**WORK REQUEST:**
Please restate every line below exactly, without any pictures.

══════════

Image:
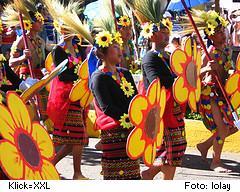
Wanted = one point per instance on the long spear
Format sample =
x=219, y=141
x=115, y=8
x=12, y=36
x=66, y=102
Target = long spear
x=114, y=16
x=234, y=114
x=25, y=43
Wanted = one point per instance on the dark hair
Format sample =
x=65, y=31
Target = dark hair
x=101, y=51
x=177, y=40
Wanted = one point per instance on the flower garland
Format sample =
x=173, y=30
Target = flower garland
x=27, y=25
x=219, y=59
x=211, y=20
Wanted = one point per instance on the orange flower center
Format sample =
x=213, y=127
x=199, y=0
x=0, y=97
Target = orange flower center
x=191, y=74
x=104, y=38
x=152, y=122
x=28, y=149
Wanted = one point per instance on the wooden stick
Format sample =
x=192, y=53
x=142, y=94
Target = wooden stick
x=25, y=43
x=207, y=55
x=114, y=16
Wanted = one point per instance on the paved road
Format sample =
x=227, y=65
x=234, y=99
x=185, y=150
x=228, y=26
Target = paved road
x=193, y=167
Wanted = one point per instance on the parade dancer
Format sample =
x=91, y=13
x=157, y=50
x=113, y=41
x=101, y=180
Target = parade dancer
x=19, y=55
x=213, y=107
x=155, y=64
x=68, y=117
x=113, y=88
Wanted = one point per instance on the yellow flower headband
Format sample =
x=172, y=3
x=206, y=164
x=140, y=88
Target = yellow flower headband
x=124, y=21
x=105, y=39
x=211, y=21
x=149, y=28
x=28, y=24
x=39, y=17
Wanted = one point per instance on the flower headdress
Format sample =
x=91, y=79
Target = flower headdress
x=66, y=19
x=207, y=21
x=150, y=14
x=29, y=12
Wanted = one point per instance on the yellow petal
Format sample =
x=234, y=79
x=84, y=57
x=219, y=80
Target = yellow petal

══════════

**TASK ANSWER:**
Image:
Wanted = one point per instance on the long spear
Format sample =
x=219, y=141
x=115, y=8
x=12, y=36
x=66, y=102
Target = long spear
x=114, y=16
x=234, y=114
x=25, y=43
Wanted = one point per instance on the dark hair
Format sample =
x=65, y=31
Target = dark hair
x=101, y=51
x=177, y=40
Wanted = one point per instance on the flower garland
Format sample =
x=173, y=30
Target = flower garland
x=27, y=25
x=219, y=59
x=211, y=20
Wanted = one point per instance on the orange flower center
Format sample =
x=213, y=127
x=199, y=0
x=0, y=97
Target = orange flower center
x=191, y=74
x=104, y=38
x=152, y=122
x=28, y=149
Wanted = one point per instance on the wooden stick
Format sample =
x=192, y=53
x=142, y=94
Target = wooden stick
x=25, y=43
x=207, y=55
x=114, y=16
Wanted = one point per instance on the paved road
Format sample =
x=227, y=65
x=234, y=99
x=185, y=150
x=228, y=26
Target = paved road
x=193, y=167
Wanted = one point per instance on the parade dancer
Format sample =
x=91, y=13
x=157, y=50
x=113, y=41
x=101, y=180
Target = parade dancer
x=19, y=55
x=213, y=107
x=155, y=64
x=68, y=117
x=113, y=88
Wanted = one point per instance on the yellow flower headband
Format sample =
x=172, y=3
x=206, y=164
x=140, y=88
Target = yellow flower headband
x=124, y=21
x=105, y=39
x=211, y=21
x=149, y=28
x=28, y=24
x=39, y=17
Wanted = one point per instance on the flower headdress
Format sample =
x=91, y=79
Target = flower headdress
x=66, y=19
x=207, y=21
x=150, y=14
x=29, y=12
Wanted = one point per instance on the yellow petal
Format sample =
x=234, y=79
x=84, y=57
x=219, y=80
Target = yellow petal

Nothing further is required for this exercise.